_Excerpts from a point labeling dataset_
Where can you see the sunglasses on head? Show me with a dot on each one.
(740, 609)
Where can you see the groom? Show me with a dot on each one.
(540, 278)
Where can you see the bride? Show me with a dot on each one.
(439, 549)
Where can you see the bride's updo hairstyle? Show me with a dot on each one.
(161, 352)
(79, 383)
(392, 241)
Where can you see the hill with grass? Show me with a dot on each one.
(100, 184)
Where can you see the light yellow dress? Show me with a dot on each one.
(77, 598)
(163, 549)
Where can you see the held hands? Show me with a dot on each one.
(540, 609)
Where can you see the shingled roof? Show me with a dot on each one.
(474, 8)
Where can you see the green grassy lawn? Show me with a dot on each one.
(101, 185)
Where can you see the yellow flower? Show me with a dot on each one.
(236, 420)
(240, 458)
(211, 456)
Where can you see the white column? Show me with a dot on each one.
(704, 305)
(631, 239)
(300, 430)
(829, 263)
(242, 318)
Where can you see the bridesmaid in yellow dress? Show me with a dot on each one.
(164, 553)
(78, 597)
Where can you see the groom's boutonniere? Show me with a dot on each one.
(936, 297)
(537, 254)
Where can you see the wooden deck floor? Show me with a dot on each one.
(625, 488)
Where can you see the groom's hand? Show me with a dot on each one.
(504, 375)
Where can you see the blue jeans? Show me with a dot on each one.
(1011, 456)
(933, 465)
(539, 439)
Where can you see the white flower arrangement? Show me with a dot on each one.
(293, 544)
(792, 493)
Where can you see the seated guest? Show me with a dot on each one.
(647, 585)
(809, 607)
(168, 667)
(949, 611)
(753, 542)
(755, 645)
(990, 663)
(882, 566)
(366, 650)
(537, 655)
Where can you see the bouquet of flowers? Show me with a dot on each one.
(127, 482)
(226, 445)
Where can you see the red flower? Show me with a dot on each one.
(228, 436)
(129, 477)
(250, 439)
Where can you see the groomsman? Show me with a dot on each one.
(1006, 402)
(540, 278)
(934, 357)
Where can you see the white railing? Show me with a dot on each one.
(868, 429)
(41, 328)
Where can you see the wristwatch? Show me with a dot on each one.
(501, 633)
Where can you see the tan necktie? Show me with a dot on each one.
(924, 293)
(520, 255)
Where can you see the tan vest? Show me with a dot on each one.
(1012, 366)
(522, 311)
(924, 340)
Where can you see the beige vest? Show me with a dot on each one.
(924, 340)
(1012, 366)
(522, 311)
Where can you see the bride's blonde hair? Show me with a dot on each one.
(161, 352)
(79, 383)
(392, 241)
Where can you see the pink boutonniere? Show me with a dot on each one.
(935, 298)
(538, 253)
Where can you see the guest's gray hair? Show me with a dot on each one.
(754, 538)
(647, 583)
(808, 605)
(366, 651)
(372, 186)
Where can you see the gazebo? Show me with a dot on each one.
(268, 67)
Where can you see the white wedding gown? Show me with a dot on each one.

_Description of the task_
Write out the part of the entries that opens with the line containing "Where can you see the bouquet" and closes at the end of the entries, keeping every request. Multiply each answer coordinate by 0.8 and round it to a whole number, rounding halves up.

_Result_
Where can you see the bouquet of flowers? Show me with a dot on each one.
(102, 386)
(181, 356)
Where can you see the red flower? Show me with a dot on each one.
(182, 349)
(103, 382)
(200, 351)
Where can you see the groomsman? Show me with a dot on each one.
(805, 322)
(432, 222)
(747, 286)
Where can you see the white railing? Show me with a dot on each one.
(694, 343)
(33, 262)
Where can you see the wristwatch? Show me with a dot on each one.
(401, 506)
Where can you see the tan necktie? Show me with a dot on each one.
(739, 234)
(416, 204)
Where can you see the tan vest? Show me with a dot on each one.
(810, 293)
(418, 249)
(739, 272)
Where can you see the beige vest? Show me with a dot on each one.
(739, 272)
(810, 293)
(418, 249)
Where can you see the bride's blonde hair? Show me with a dot on each one.
(129, 282)
(63, 306)
(314, 193)
Where can you see the pink boutonniere? Show me with a dot on each one.
(748, 238)
(430, 202)
Where can you see the guest's gray hair? Show me with a dot on each one.
(603, 430)
(518, 466)
(646, 484)
(293, 521)
(298, 149)
Where can you see the gazebo? Show me with a dot on each one.
(214, 54)
Where can you see the white wedding gown? Show me with a dot on each one.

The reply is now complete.